EXERCISE REQUIREMENTS => Copy the material below word for word, leaving out the pictures.

PROVIDED DATA =>
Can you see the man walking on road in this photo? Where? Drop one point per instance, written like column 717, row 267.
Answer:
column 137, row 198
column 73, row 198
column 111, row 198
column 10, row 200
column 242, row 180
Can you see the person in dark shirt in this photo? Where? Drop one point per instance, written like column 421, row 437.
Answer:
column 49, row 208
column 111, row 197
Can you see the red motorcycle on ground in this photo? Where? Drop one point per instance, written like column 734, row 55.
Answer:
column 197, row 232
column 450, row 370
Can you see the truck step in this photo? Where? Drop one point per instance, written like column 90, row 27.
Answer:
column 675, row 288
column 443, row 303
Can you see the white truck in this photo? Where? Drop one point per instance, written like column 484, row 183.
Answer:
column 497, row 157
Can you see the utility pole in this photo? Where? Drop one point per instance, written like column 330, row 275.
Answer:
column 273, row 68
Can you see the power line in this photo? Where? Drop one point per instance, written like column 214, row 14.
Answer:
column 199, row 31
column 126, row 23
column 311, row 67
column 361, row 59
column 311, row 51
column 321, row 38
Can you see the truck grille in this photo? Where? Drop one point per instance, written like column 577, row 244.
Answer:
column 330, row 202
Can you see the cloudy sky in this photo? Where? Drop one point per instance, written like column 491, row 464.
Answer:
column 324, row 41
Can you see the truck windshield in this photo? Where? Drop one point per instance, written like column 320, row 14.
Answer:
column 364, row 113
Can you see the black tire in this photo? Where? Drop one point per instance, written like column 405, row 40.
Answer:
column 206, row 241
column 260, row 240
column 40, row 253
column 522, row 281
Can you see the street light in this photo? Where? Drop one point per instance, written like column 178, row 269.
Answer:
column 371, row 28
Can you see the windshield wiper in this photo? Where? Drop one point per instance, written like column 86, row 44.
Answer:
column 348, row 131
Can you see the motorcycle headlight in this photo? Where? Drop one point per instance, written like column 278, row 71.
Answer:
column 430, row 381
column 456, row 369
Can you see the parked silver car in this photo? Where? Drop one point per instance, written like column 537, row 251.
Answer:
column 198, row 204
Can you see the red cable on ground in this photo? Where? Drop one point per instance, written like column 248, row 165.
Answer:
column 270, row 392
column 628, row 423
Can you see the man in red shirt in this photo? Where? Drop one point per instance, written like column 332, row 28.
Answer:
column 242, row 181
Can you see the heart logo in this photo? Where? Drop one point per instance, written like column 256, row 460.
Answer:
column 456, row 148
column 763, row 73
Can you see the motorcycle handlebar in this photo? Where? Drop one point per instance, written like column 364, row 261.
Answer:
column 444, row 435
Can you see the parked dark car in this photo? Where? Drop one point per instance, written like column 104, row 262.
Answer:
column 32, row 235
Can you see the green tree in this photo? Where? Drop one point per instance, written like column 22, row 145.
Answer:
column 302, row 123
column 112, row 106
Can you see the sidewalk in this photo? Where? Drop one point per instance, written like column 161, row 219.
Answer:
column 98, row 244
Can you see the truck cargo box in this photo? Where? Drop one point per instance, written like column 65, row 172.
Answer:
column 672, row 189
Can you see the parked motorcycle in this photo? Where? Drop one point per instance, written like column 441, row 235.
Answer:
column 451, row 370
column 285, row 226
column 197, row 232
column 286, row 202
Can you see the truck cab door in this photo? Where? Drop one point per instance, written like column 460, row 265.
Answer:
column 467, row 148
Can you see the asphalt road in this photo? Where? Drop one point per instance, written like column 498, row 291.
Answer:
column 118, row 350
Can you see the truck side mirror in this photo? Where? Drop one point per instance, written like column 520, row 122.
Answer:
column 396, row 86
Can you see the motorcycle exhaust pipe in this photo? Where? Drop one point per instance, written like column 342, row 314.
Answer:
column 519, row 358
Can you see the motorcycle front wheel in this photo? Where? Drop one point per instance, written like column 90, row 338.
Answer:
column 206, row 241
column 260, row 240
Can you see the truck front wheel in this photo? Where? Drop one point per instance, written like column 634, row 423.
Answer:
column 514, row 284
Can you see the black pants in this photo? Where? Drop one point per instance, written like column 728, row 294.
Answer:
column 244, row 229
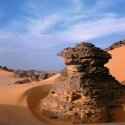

CORRECT OUTPUT =>
Can you see the man walking on road in this photo? Where? Drop one point per instance, written like column 717, row 267.
Answer:
column 137, row 198
column 73, row 198
column 111, row 198
column 10, row 200
column 242, row 180
Can you see the person in dark shirt in this photo? Where? Drop one point per instance, written like column 421, row 437.
Answer:
column 49, row 208
column 111, row 197
Can you see the red motorcycle on ground in this photo? Where? Drop one point per instance, written like column 734, row 55.
Answer:
column 197, row 232
column 450, row 370
Can you see the truck step in this photo? Where? Drop one point per instance, written like column 90, row 27.
Answer:
column 675, row 288
column 443, row 303
Can you see the white truck in this photo? Where? Drop one point per instance, written like column 484, row 183.
Answer:
column 497, row 157
Can you see the utility pole in this photo? Where? Drop one point per instance, written like column 330, row 275.
Answer:
column 273, row 68
Can you see the power line in this photo? Where? Drop one point per instance, written like column 214, row 14.
Answer:
column 199, row 31
column 126, row 23
column 311, row 67
column 361, row 59
column 311, row 51
column 321, row 38
Can you see the truck grille in this photo? Where? Drop one point per instance, written like column 577, row 244.
Answer:
column 330, row 202
Can you see the cloudy sky in this photo? Where? Drop one point per instance, written like column 491, row 464.
Answer:
column 324, row 41
Can you see the truck windshield in this photo? Where? Drop one point per instance, written like column 320, row 14.
Answer:
column 364, row 113
Can you see the black tire in this photo? Where? Drop one point per instance, written like column 405, row 40.
Answer:
column 206, row 241
column 260, row 240
column 40, row 253
column 522, row 281
Can you see the street light in this photo? Where? Drop one point per instance, written like column 178, row 269.
Answer:
column 371, row 28
Can you see the windshield wiper in this photo? Where? Drop one point per instance, written like column 86, row 44.
Answer:
column 348, row 131
Can you see the motorcycle headlight in this photo? Where? Drop one point per instance, written like column 278, row 71.
Answer:
column 430, row 381
column 456, row 369
Can you see the parked silver car in this photo? Where? Drop one point per instance, written like column 537, row 251.
Answer:
column 198, row 204
Can you see the red cable on ground in this photo? Where? Drop one point per instance, written like column 248, row 165.
Answer:
column 270, row 392
column 628, row 423
Can you see the man in red shirt in this photo? Where? Drop one point per instance, written like column 332, row 28.
Answer:
column 242, row 181
Can you see the heart logo in this photo? Where? Drop one point per instance, written like column 256, row 460.
Answer:
column 456, row 148
column 763, row 73
Can you see the motorcycle handlebar in this photo? Where? Drop one point per instance, written like column 364, row 261.
Answer:
column 444, row 435
Can you see the parked dark car in this photo? Where? Drop one point per instance, written like column 104, row 262.
Answer:
column 32, row 235
Can you see the green tree in this photo? Where? Drop one point per instance, written like column 22, row 145.
Answer:
column 302, row 123
column 112, row 106
Can you see the sidewalk in this photo? Where? Drop one point per instance, written like column 161, row 219.
Answer:
column 98, row 244
Can you see the truck cargo box in this photo? Where? Drop one point per instance, written like column 65, row 172.
Answer:
column 672, row 189
Can you see the parked motorcycle in this photo? Where? Drop one point per instance, written like column 441, row 235.
Answer:
column 451, row 370
column 285, row 226
column 197, row 232
column 286, row 202
Can you see the truck cab door in this photo? Where? Drop one point per instance, written like column 460, row 265.
Answer:
column 467, row 148
Can you see the asphalt road in this photo? Where? Drop one point per instance, written like column 498, row 291.
Answer:
column 118, row 350
Can you see the truck side mirror in this photo? Where? Drop one point per instance, written like column 520, row 122.
Answer:
column 396, row 86
Can you see the motorcycle exhaust pipe in this photo? Where? Drop one point per instance, written like column 342, row 314.
Answer:
column 519, row 358
Can you see the motorcycle front wheel in this photo? Where? Drop one point per instance, written like column 90, row 338.
Answer:
column 206, row 241
column 260, row 240
Can you see the truck front wheel in this photo? Where? Drop one point per instance, written like column 634, row 423.
Answer:
column 514, row 284
Can you see the black pants in this photo? Where? Drop one point per instance, written like column 728, row 294.
Answer:
column 244, row 229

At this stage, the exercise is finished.